>You Are Here<

How to compile Lisp Programs into executable Perl

The operation of the compiler is actually very straightforward, thanks to the simplicity of Lisp and the power of Lisp macros. The compiler is compiled by itself (ie is self hosting) and so is written in Lisp.

The main function involved is 'compile-form' which is defined in 'core/compiler.scm' (search for '(define (compile-form' in this file). This knows how to compile 'nil' (as undef), numbers, strings and symbols. It also compiles lists as follows:-

  • First, the list is macro expanded
  • After macro expansion, if the list is a '(perl ...)' form it calls 'compile-perl-form'
  • If the list is an '(eval-when-compiling ...)' form it calls 'compile-eval-when-compiling'

'compile-eval-when-compiling' just compiles its argument in the normal way, then evaluates the resulting perl code and also returns that perl code as its argument. If this expression is encountered while compiling a lisp file, the perl code which is generated (and output as the compiled perl) will also be evaluated at compile time. This is needed in order to define macros and functions while compiling.

Compilation of '(perl ...)' forms happens like this:-

(perl nil nil nil ("(" "+" ")") nil nil nil (1 2 3))

...compiles to

(1+2+3)

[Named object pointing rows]
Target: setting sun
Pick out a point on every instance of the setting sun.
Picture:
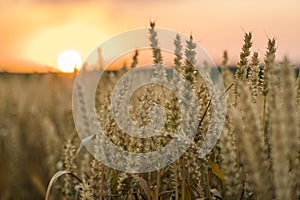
(67, 61)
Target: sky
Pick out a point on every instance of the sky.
(34, 32)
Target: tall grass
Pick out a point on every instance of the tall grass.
(256, 157)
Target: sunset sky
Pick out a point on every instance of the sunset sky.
(34, 32)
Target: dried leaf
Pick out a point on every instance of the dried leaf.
(55, 178)
(216, 170)
(144, 185)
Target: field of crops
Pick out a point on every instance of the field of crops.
(256, 156)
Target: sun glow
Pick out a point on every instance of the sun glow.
(67, 61)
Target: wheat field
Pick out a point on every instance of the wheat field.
(256, 156)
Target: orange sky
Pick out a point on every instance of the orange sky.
(34, 32)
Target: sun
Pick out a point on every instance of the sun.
(67, 61)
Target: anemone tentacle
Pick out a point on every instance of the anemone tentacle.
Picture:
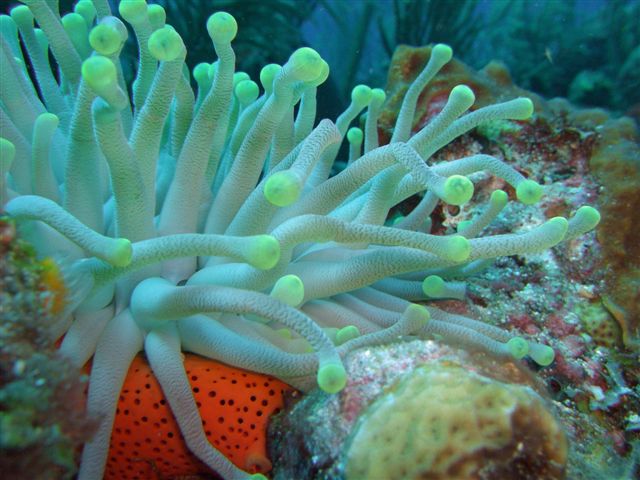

To-do list:
- A) Reproduce the entire page on compiling Lisp programs into executable Perl without any changes.
- B) Rescale the rows from the line containing "Target: dried leaf" through the final row, inclusive, giving every line again with the requests kept and each point coordinate multiplied by 1.6 and rounded to a whole number, halves up. Leave out the pictures.
The page on compiling Lisp into Perl has no connection to the rows.

Responses to the exercise:
- A)
>You Are Here<

How to compile Lisp Programs into executable Perl

The operation of the compiler is actually very straightforward, thanks to the simplicity of Lisp and the power of Lisp macros. The compiler is compiled by itself (ie is self hosting) and so is written in Lisp.

The main function involved is 'compile-form' which is defined in 'core/compiler.scm' (search for '(define (compile-form' in this file). This knows how to compile 'nil' (as undef), numbers, strings and symbols. It also compiles lists as follows:-

  • First, the list is macro expanded
  • After macro expansion, if the list is a '(perl ...)' form it calls 'compile-perl-form'
  • If the list is an '(eval-when-compiling ...)' form it calls 'compile-eval-when-compiling'

'compile-eval-when-compiling' just compiles its argument in the normal way, then evaluates the resulting perl code and also returns that perl code as its argument. If this expression is encountered while compiling a lisp file, the perl code which is generated (and output as the compiled perl) will also be evaluated at compile time. This is needed in order to define macros and functions while compiling.

Compilation of '(perl ...)' forms happens like this:-

(perl nil nil nil ("(" "+" ")") nil nil nil (1 2 3))

...compiles to

(1+2+3)

- B)
Target: dried leaf
Pick out a point on every instance of the dried leaf.
(88, 285)
(346, 272)
(230, 296)
Target: field of crops
Pick out a point on every instance of the field of crops.
(410, 250)
Target: sun glow
Pick out a point on every instance of the sun glow.
(107, 98)
Target: wheat field
Pick out a point on every instance of the wheat field.
(410, 250)
Target: orange sky
Pick out a point on every instance of the orange sky.
(54, 51)
Target: sun
Pick out a point on every instance of the sun.
(107, 98)
Target: anemone tentacle
Pick out a point on every instance of the anemone tentacle.
Picture:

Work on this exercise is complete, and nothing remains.